* Aim of the task: Could you write out the records below exactly as they appear?

+++ Source data +++

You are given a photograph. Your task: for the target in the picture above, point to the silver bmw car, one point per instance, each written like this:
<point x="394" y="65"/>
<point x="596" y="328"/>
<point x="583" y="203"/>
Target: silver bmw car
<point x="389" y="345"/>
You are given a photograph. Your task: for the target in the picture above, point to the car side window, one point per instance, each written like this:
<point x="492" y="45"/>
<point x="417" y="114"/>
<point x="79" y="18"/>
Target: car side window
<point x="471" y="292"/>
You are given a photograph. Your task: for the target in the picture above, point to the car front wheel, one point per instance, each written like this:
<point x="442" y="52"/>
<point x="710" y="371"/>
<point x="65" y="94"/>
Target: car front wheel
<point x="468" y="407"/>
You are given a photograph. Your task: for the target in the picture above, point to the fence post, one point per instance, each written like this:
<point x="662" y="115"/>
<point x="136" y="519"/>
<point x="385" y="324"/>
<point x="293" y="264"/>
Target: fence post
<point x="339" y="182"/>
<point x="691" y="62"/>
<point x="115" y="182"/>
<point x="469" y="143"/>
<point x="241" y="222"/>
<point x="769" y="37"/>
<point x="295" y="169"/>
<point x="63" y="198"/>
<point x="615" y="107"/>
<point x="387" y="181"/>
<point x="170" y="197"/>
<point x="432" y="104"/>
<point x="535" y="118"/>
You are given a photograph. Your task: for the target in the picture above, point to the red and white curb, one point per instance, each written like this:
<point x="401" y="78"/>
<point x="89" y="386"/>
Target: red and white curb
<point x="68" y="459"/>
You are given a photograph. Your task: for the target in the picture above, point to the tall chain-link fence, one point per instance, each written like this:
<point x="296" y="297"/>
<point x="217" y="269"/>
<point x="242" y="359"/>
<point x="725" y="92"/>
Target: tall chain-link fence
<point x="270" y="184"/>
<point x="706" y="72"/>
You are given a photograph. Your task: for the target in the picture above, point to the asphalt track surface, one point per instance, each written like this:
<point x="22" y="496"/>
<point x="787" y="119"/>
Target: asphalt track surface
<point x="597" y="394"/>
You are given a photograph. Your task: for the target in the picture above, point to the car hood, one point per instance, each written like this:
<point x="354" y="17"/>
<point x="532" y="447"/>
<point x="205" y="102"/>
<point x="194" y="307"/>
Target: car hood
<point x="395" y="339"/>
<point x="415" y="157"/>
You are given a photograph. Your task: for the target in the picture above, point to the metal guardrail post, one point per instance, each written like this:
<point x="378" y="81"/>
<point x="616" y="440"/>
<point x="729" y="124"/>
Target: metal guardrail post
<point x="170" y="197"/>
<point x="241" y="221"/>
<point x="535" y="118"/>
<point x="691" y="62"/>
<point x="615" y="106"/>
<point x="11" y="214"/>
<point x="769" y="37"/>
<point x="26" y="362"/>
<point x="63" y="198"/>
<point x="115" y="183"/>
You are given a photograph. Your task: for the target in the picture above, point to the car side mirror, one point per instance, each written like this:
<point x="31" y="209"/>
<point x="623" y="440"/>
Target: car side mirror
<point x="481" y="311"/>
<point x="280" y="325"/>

+++

* Exercise answer:
You are given a photograph. Your task: for the target in the picture above, point to the silver bmw car, one point per instance, each written like this:
<point x="394" y="65"/>
<point x="596" y="328"/>
<point x="583" y="203"/>
Target: silver bmw car
<point x="389" y="345"/>
You are given a photograph. Your task: for the target in the picture above, point to the car side window, one point per instance, each written like this:
<point x="492" y="45"/>
<point x="417" y="114"/>
<point x="79" y="18"/>
Target: car side window
<point x="471" y="292"/>
You are given a photograph. Your task: for the target in the picture above, point to the car front wheel, one point per instance, each written like this:
<point x="442" y="52"/>
<point x="710" y="371"/>
<point x="65" y="94"/>
Target: car front wheel
<point x="468" y="407"/>
You are given a photograph. Your task: for the target in the picture above, point to the fence post, one point per instance, each written like this:
<point x="662" y="115"/>
<point x="136" y="519"/>
<point x="385" y="324"/>
<point x="293" y="264"/>
Target: fence post
<point x="339" y="182"/>
<point x="691" y="62"/>
<point x="115" y="182"/>
<point x="469" y="143"/>
<point x="241" y="222"/>
<point x="769" y="37"/>
<point x="295" y="169"/>
<point x="63" y="198"/>
<point x="615" y="107"/>
<point x="387" y="181"/>
<point x="170" y="197"/>
<point x="432" y="104"/>
<point x="535" y="118"/>
You are given a photograph. Your task: for the target in the picture above, point to the red and white curb, one point per instance, each written like this:
<point x="401" y="78"/>
<point x="89" y="386"/>
Target: red and white curb
<point x="68" y="459"/>
You are given a photograph. Your task: for the target in the picture above, point to the tall chain-link fence, one point per instance, each written like this:
<point x="296" y="297"/>
<point x="217" y="269"/>
<point x="242" y="359"/>
<point x="725" y="92"/>
Target: tall chain-link fence
<point x="270" y="184"/>
<point x="706" y="72"/>
You are given a photograph. Your task: for the target in the picture above, point to the asphalt track surface, one point per instance, each written like this:
<point x="22" y="496"/>
<point x="787" y="119"/>
Target: asphalt track surface
<point x="597" y="394"/>
You are given a photograph. Your task: for the target in the picture above, point to the car hood, one point per instance, each written like this:
<point x="354" y="17"/>
<point x="532" y="447"/>
<point x="205" y="102"/>
<point x="194" y="307"/>
Target: car hood
<point x="395" y="339"/>
<point x="415" y="157"/>
You are given a photograph. Your task: for the target in the picture above, point to the metal guardrail post, one point per instance, each written like this:
<point x="378" y="81"/>
<point x="616" y="440"/>
<point x="729" y="124"/>
Target: metal guardrail post
<point x="170" y="197"/>
<point x="241" y="221"/>
<point x="535" y="118"/>
<point x="691" y="62"/>
<point x="615" y="106"/>
<point x="11" y="214"/>
<point x="769" y="37"/>
<point x="26" y="362"/>
<point x="63" y="198"/>
<point x="115" y="183"/>
You are given a photograph. Your task: for the target in the picture above, point to the car side mirror, one point per instance, each written like this:
<point x="31" y="209"/>
<point x="623" y="440"/>
Target: car side mirror
<point x="481" y="311"/>
<point x="280" y="325"/>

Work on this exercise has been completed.